• Exercise directions:
Count the lines in the material below that contain the string "surface". State only the resulting number.

• Data supplied:
^^^^

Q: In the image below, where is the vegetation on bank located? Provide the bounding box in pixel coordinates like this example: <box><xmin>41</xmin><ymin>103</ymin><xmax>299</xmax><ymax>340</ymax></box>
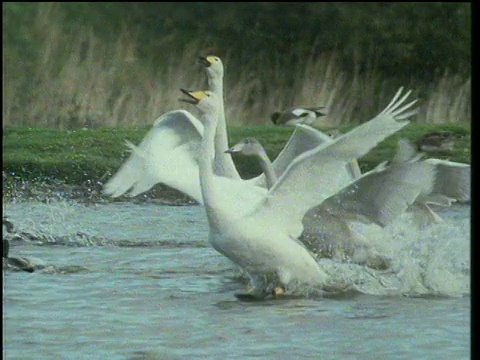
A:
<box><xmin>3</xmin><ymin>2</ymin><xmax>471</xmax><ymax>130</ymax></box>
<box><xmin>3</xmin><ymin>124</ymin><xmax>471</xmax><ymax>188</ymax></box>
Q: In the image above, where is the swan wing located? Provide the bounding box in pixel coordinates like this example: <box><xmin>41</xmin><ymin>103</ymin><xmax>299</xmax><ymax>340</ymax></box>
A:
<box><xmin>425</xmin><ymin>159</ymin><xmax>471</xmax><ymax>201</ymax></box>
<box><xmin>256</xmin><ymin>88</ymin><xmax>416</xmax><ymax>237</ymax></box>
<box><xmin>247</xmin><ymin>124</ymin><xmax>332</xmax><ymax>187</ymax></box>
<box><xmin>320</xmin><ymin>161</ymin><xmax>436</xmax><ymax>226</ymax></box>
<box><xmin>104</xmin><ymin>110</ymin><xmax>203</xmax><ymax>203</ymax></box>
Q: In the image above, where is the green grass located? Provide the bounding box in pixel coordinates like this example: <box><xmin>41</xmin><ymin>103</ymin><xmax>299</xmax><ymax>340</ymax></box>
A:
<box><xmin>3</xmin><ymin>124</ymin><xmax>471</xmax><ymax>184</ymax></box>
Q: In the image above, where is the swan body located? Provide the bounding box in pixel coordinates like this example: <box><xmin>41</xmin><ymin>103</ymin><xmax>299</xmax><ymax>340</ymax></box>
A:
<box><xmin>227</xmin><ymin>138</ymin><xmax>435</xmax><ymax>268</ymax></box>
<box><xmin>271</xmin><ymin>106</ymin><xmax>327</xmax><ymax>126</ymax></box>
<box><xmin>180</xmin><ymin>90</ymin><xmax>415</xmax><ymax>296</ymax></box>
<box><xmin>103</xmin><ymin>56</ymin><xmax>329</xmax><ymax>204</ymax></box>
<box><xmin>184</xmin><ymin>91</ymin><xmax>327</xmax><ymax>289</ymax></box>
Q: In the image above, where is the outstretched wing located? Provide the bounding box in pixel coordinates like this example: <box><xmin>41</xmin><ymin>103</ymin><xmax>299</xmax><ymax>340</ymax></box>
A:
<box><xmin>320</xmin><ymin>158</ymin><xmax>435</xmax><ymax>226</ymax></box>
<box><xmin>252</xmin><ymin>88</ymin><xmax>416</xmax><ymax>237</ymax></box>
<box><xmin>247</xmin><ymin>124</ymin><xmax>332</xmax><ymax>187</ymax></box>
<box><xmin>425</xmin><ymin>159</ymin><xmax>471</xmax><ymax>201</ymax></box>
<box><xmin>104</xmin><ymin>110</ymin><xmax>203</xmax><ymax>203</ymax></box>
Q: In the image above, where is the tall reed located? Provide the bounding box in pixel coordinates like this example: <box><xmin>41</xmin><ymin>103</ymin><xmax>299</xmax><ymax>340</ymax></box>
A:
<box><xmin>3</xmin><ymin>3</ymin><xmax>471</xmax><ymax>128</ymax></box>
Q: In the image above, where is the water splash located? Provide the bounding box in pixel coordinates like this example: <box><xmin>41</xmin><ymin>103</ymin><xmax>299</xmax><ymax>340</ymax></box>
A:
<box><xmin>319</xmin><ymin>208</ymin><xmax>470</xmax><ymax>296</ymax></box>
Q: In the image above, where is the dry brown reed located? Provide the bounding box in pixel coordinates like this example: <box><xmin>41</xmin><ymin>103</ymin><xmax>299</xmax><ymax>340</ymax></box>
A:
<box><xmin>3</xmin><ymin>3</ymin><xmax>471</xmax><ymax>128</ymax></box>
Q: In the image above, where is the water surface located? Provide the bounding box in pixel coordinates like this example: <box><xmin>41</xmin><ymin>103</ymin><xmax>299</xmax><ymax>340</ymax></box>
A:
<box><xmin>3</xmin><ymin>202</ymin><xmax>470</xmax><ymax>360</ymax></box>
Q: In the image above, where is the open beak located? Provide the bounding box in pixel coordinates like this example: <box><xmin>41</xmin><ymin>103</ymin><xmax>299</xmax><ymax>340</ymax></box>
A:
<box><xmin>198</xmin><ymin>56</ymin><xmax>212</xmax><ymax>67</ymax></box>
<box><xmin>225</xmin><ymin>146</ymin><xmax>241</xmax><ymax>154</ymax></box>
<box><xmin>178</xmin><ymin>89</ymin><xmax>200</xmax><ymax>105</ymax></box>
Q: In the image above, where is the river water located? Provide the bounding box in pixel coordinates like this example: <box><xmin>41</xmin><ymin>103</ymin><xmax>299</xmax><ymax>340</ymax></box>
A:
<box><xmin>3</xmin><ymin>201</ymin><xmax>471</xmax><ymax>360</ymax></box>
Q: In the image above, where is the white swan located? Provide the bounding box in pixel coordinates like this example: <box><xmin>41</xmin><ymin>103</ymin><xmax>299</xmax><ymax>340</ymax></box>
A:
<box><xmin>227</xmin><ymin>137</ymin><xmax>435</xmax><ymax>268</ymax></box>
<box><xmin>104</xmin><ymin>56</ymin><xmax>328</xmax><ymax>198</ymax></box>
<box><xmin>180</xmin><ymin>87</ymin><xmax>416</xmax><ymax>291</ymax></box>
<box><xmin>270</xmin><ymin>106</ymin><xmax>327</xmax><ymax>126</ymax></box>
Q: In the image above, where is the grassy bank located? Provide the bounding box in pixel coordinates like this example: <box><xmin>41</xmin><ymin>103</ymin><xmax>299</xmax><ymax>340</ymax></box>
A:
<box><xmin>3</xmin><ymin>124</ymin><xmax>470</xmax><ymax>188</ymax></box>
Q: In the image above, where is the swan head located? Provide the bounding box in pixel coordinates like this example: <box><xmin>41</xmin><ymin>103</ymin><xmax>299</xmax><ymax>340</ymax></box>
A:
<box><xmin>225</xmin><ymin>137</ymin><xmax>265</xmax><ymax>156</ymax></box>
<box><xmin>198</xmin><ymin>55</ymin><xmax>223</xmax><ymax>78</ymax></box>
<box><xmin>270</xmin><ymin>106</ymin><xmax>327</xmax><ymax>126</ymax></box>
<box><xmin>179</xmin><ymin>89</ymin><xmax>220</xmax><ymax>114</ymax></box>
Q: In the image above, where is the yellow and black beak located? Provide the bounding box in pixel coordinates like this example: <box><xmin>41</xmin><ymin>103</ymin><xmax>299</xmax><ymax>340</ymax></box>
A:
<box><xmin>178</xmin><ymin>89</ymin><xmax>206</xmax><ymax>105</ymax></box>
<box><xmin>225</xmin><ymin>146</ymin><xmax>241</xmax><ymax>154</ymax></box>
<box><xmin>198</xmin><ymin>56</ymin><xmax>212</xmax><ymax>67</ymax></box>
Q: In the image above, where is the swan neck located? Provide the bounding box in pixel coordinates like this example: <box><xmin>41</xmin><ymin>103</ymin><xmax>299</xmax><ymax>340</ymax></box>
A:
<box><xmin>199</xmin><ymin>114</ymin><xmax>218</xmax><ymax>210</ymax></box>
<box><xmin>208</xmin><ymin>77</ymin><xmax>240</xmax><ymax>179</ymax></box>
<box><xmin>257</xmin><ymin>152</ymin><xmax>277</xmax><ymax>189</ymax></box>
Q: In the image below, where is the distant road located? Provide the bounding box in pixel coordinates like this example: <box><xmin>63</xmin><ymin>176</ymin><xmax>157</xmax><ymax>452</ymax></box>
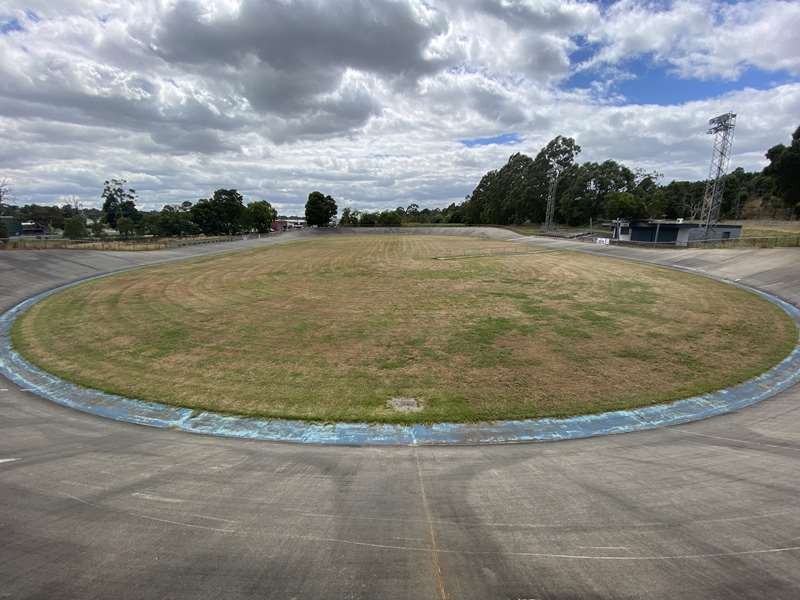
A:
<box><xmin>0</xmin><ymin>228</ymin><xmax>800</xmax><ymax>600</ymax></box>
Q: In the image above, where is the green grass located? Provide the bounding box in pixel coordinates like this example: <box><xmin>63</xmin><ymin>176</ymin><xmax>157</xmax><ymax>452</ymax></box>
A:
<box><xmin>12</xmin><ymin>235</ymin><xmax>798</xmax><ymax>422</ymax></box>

^^^^

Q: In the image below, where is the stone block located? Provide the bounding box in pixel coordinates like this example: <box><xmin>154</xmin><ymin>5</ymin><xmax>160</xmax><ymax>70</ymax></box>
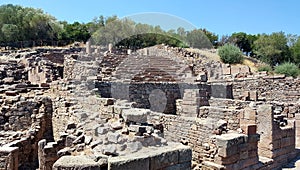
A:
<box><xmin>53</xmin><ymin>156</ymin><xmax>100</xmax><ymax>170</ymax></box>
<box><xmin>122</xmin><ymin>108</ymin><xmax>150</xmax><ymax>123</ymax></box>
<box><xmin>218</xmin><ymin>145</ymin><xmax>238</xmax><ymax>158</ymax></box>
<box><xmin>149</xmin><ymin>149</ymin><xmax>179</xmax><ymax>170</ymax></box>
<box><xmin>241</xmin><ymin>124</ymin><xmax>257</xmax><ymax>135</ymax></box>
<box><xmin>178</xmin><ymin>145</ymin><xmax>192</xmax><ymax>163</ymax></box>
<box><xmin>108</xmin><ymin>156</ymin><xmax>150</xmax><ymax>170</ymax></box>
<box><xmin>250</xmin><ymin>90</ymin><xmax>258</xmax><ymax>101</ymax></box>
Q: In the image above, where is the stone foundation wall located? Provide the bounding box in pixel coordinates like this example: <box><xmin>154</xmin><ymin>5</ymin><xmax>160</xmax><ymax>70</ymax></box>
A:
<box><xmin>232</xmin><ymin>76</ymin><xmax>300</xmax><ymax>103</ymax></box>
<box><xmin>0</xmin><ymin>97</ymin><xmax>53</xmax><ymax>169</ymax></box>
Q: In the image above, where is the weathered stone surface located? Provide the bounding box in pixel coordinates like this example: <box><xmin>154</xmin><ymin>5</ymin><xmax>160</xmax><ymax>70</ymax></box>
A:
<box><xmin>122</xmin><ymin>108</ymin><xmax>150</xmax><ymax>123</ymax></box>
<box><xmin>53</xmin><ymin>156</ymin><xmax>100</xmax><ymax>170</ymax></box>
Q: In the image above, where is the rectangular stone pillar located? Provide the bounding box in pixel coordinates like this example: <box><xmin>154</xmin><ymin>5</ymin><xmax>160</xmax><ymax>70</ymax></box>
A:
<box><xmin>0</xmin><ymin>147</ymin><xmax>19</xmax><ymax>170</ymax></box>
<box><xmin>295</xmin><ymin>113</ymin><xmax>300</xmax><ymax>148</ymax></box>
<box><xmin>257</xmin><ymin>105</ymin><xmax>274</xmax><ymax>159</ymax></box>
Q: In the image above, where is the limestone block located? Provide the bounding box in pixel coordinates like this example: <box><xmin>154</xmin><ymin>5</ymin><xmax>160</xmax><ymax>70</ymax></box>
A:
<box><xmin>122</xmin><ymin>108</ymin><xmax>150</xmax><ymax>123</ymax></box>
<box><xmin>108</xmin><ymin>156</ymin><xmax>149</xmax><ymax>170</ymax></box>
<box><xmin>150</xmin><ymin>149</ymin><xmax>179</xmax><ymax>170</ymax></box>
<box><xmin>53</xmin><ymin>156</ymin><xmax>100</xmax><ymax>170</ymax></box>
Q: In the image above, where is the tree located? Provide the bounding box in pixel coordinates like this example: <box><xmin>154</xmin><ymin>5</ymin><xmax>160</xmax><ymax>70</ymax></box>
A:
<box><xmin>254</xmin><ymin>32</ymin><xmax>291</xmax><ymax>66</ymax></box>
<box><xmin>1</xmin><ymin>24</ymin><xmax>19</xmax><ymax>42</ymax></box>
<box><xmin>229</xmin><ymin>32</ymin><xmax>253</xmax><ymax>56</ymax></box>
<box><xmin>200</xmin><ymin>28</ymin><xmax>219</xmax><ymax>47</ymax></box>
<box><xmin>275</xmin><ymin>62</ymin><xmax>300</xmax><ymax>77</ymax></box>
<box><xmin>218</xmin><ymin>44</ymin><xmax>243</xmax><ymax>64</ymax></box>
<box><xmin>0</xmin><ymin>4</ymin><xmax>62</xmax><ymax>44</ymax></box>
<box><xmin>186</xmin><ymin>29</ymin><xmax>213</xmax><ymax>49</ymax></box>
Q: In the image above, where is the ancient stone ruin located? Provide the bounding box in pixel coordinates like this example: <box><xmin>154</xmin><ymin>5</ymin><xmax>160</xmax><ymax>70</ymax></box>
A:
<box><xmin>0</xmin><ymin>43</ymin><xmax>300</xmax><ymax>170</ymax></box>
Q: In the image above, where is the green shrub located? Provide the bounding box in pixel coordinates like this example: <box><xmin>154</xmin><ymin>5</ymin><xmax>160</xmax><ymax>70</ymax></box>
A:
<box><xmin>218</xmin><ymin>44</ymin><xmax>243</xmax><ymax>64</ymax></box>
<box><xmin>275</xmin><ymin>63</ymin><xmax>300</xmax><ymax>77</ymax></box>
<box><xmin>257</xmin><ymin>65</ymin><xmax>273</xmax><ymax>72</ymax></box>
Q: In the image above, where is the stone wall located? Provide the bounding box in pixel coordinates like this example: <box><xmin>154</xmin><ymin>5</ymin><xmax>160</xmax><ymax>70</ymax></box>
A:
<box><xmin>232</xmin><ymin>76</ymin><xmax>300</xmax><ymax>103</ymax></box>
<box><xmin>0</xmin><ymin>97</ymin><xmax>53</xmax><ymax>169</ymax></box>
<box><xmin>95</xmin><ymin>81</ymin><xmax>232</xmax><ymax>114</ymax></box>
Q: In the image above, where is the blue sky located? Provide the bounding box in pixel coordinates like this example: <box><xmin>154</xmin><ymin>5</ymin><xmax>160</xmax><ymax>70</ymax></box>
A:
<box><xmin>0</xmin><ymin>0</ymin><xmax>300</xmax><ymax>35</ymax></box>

^^^^

• Result for this task:
2